Return each line of the records below that contains the word "snow".

=== Supplied records ===

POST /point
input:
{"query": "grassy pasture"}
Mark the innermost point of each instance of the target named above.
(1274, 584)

===
=== Supplied records ===

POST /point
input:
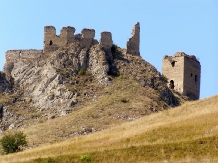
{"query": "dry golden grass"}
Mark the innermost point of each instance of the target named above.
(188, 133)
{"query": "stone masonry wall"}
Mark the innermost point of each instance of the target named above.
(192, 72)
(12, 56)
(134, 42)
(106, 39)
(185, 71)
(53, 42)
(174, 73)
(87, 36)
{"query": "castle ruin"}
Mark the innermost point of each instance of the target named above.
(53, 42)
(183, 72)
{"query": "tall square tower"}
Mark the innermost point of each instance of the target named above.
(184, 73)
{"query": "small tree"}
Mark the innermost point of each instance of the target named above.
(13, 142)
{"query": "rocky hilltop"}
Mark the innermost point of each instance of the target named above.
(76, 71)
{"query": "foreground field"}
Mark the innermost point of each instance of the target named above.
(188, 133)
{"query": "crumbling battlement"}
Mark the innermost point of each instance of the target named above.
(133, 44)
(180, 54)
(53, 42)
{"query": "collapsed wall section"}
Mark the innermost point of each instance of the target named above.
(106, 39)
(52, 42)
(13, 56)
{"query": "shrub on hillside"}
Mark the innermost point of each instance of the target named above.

===
=== Supplied records ===

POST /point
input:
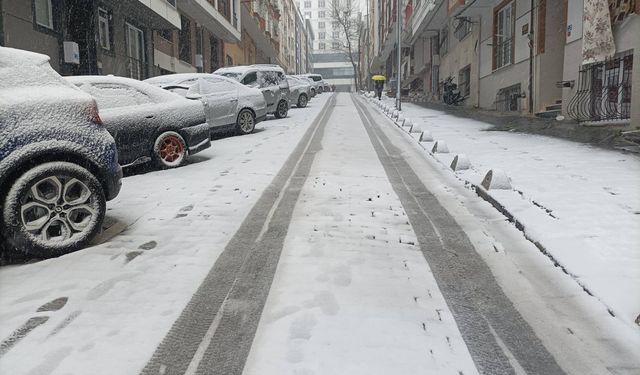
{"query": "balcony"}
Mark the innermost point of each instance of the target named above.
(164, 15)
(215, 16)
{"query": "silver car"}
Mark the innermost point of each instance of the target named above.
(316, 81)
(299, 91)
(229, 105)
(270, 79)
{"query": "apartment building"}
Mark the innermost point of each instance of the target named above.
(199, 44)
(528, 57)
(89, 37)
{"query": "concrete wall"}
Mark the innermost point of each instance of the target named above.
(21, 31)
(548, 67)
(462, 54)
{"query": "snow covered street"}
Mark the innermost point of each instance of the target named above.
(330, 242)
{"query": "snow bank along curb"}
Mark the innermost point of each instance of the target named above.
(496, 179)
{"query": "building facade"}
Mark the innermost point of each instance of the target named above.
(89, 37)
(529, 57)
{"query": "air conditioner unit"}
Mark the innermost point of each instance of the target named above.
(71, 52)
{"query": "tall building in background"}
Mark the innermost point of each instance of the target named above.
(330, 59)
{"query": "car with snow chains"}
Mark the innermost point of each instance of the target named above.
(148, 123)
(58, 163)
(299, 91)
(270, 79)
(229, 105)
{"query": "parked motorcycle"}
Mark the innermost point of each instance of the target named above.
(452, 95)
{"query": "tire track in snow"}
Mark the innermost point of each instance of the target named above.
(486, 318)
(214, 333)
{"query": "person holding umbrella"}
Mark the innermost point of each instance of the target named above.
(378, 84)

===

- _Finished answer_:
{"query": "snow covered street"}
{"query": "snow bank along curb"}
{"query": "car with snow chains"}
{"query": "tire track in snow"}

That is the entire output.